-- Extrait du document --
──────
Les plus traditionnels sont les vaccins utilisant la technologie du virus inactivé: le virus est tué mais conserve sa capacité à induire la création d’anticorps (vaccin grippe). La technologie du virus dit atténué est proche: l’agent infectieux est affaibli via divers processus chimiques (vaccin ROR: rougeole, oreillons, rubéole, etc).
S’y sont ajoutées plus récemment d’autres technologies comme les vaccins sous-unitaires, ou encore les vaccins à vecteur viral: ces derniers utilisent un adénovirus comme « vecteur » pour présenter au système immunitaire un fragment du virus contre lequel on veut que l’organisme produise des anticorps (vaccin contre Ebola).
Derniers arrivés, les vaccins à ARN messager, jamais commercialisés avant 2020. Avec ce sérum, les cellules du corps humain vont être amenées à fabriquer, à partir de fragments d’ARN messager injectés, un morceau de virus Sars-Cov2 contre lequel elles vont ainsi s’entraîner à se défendre.
– De nouveaux acteurs
Traditionnellement, le monde des vaccins était restreint à quelques grands laboratoires car les investissements nécessaires au développement d’un nouveau sérum sont très importants.
« C’était la chasse gardée de quelques happy few. L’ARN messager redistribue les cartes », juge Loïc Plantevin, expert santé du cabinet de conseil Bain & Company.
Quatre mastodontes concentraient pré-pandémie 90% du marché en valeur: les américains Pfizer et Merck, le britannique GSK et le français Sanofi. Mais aucun, sauf Pfizer – uniquement via un partenariat avec la biotech allemande BioNTech -, n’a réussi à s’imposer dans la course contre le Covid.
La pandémie de Covid-19 a révolutionné ce secteur fermé avec l’émergence de biotechs comme BioNTech et l’américaine Moderna, à l’origine des premiers vaccins à ARN.
──────
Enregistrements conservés
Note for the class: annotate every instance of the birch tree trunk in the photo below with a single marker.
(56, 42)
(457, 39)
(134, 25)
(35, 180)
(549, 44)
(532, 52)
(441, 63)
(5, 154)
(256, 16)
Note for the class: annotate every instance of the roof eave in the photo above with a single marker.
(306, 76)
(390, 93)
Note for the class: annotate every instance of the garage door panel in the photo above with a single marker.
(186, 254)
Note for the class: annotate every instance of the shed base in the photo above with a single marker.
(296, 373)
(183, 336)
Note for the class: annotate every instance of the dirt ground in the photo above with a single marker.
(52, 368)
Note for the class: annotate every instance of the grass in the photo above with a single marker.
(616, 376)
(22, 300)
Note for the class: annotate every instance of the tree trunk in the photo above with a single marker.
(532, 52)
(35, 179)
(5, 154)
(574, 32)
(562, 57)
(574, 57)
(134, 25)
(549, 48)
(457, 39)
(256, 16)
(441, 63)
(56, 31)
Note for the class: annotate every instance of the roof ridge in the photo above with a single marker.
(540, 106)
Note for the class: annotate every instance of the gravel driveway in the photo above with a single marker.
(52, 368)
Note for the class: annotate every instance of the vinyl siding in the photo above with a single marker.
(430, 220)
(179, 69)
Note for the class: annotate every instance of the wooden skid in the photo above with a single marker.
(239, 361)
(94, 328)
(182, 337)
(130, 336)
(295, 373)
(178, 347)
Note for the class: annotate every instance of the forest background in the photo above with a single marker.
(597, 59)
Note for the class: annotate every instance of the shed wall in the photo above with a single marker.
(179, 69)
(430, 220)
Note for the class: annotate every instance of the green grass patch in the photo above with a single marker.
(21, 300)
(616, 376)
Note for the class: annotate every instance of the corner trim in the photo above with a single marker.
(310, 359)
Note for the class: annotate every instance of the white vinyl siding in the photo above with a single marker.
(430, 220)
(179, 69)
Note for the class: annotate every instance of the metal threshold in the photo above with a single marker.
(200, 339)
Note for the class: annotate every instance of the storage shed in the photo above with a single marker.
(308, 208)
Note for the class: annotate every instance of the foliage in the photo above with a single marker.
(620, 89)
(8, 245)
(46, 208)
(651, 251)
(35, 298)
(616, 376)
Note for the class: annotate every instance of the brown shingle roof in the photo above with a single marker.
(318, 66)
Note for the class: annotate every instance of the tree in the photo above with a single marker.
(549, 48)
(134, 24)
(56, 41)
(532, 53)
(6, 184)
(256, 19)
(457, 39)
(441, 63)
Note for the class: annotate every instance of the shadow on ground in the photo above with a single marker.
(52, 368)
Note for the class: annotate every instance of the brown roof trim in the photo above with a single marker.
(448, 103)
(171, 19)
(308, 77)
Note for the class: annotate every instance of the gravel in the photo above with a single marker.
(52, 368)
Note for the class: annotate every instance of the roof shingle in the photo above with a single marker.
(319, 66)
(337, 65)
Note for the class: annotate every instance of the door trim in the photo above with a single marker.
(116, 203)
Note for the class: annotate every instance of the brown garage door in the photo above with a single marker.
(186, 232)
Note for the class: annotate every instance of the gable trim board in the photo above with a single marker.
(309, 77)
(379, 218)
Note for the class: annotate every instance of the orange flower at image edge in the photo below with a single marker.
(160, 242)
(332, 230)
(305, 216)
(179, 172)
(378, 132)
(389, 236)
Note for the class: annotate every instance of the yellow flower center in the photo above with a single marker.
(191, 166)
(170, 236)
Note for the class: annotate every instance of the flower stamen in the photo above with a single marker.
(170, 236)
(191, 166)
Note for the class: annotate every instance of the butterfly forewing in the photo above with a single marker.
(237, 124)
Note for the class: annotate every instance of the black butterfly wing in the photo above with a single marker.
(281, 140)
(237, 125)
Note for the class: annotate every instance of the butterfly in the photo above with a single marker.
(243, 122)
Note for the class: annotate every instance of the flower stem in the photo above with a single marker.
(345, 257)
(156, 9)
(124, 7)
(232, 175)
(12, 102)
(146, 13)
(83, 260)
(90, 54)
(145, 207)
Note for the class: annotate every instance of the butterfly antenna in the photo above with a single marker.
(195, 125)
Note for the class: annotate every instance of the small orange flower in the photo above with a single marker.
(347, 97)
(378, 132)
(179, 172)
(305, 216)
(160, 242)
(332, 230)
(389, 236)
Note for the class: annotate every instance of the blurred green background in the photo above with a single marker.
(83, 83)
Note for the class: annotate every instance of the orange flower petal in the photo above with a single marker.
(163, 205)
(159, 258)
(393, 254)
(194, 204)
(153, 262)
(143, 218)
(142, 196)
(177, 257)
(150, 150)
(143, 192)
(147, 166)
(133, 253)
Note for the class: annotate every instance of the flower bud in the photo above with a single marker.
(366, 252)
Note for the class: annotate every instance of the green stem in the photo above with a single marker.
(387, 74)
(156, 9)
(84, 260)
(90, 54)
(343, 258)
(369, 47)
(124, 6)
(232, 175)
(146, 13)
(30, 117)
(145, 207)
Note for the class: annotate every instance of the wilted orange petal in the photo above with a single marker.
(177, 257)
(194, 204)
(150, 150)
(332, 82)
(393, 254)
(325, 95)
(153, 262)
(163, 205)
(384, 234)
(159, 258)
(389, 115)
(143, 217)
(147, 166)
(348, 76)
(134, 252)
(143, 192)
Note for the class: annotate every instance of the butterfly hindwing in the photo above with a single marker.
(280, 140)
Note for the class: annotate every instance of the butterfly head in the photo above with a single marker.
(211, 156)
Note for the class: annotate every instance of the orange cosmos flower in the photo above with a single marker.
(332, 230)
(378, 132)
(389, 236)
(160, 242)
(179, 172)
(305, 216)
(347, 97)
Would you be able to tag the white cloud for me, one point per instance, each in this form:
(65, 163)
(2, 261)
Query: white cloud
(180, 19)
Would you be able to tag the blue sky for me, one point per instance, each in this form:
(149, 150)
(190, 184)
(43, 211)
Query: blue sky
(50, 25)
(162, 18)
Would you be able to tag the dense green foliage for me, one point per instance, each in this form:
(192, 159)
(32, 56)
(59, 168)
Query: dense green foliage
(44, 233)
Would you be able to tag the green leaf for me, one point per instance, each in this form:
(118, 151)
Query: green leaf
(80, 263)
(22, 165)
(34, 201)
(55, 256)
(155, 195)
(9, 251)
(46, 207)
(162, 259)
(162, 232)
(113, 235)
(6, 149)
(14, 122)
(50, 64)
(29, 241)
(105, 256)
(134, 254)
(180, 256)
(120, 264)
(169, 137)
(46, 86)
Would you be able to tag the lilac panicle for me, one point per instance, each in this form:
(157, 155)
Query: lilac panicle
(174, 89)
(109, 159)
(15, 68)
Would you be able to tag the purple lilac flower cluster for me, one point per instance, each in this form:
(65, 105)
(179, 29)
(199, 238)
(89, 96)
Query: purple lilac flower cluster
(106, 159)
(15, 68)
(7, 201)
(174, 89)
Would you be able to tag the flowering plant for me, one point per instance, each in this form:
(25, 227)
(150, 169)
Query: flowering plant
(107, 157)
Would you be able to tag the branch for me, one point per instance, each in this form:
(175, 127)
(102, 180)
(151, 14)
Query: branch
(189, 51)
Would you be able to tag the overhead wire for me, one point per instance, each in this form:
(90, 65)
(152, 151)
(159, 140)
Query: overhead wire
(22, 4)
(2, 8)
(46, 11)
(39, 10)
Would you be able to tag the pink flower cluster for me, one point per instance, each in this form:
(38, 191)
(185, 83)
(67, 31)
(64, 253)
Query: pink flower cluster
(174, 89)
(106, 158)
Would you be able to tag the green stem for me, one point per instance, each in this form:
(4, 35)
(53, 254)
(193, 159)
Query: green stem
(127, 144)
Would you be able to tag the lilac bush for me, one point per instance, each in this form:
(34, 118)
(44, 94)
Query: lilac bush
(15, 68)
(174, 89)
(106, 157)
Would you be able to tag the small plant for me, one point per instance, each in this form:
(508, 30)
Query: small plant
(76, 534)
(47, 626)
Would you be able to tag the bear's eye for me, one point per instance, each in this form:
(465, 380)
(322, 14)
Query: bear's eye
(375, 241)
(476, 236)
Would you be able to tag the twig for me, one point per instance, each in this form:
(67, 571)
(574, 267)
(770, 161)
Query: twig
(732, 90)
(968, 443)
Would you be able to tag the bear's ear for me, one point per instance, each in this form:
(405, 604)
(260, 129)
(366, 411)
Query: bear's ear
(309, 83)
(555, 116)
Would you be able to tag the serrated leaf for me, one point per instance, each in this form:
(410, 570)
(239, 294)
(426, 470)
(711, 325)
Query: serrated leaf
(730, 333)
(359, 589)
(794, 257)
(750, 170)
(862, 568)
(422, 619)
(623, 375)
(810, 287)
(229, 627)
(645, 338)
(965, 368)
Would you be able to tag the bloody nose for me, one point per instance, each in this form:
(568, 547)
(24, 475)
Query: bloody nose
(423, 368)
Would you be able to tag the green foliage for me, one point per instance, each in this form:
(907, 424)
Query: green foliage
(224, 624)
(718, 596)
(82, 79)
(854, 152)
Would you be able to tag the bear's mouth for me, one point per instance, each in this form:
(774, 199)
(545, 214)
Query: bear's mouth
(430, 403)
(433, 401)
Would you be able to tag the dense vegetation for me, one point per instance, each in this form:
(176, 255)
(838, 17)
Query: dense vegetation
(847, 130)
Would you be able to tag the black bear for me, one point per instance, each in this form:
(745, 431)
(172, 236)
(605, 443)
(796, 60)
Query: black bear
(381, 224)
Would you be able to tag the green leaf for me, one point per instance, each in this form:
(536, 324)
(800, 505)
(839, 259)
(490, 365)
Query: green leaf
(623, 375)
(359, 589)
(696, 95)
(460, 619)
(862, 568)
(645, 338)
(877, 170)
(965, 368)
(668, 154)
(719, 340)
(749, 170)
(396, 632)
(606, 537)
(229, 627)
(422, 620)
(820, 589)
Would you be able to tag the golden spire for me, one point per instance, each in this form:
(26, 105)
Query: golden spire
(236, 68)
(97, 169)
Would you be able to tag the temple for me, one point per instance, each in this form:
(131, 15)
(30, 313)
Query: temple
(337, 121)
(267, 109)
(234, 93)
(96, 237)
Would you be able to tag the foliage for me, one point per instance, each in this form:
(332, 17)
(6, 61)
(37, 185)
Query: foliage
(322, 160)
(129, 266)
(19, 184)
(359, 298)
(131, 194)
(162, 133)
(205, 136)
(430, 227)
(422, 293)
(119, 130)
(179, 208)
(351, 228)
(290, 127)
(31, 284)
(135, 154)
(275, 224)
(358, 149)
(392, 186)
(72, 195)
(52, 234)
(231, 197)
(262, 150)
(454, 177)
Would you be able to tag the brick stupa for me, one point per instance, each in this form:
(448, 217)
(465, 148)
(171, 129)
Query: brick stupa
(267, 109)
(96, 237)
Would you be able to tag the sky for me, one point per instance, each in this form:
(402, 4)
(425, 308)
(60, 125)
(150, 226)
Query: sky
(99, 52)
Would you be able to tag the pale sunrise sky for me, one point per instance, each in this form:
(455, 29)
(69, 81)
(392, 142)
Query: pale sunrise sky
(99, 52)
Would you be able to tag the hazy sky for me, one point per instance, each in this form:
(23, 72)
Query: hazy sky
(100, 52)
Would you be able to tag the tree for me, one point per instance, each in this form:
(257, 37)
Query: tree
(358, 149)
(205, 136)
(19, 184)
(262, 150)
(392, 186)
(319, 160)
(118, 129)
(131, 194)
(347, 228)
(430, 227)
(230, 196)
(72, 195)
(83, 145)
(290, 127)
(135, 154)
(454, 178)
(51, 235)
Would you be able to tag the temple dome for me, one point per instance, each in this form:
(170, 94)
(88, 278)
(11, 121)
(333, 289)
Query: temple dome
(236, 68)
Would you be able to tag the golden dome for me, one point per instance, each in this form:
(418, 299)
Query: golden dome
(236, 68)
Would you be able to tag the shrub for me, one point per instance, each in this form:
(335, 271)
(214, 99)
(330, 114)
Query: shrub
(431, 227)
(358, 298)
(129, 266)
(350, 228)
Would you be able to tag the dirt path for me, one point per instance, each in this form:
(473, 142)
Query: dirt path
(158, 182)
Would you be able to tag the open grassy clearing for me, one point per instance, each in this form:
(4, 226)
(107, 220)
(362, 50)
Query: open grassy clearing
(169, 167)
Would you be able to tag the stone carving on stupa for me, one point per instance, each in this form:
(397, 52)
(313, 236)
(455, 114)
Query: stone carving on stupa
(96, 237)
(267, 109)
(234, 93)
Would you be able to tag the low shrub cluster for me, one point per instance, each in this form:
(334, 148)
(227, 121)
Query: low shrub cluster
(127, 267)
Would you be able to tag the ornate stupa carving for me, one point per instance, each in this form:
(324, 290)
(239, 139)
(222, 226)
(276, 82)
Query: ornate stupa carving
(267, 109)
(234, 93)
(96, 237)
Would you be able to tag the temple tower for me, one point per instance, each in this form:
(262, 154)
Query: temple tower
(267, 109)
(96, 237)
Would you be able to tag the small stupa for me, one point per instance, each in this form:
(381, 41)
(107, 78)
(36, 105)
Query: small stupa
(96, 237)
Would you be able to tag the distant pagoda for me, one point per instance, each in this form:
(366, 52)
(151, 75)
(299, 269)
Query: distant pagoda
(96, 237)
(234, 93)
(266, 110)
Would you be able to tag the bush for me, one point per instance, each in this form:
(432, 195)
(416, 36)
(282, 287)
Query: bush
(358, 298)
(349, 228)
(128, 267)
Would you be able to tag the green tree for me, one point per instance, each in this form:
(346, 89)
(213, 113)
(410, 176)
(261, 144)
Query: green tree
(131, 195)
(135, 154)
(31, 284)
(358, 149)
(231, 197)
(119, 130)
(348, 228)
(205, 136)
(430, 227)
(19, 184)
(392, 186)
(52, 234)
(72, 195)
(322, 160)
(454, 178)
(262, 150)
──────
-- Consigne --
Expliquez, s'il vous plaît, en une à trois phrases et d'après l'extrait sur les vaccins, pourquoi le monde des vaccins était traditionnellement restreint à quelques grands laboratoires.

-- Réponse rédigée --
Les investissements nécessaires au développement d'un nouveau sérum sont très importants. C'est ce qui réservait traditionnellement ce secteur à quelques grands laboratoires.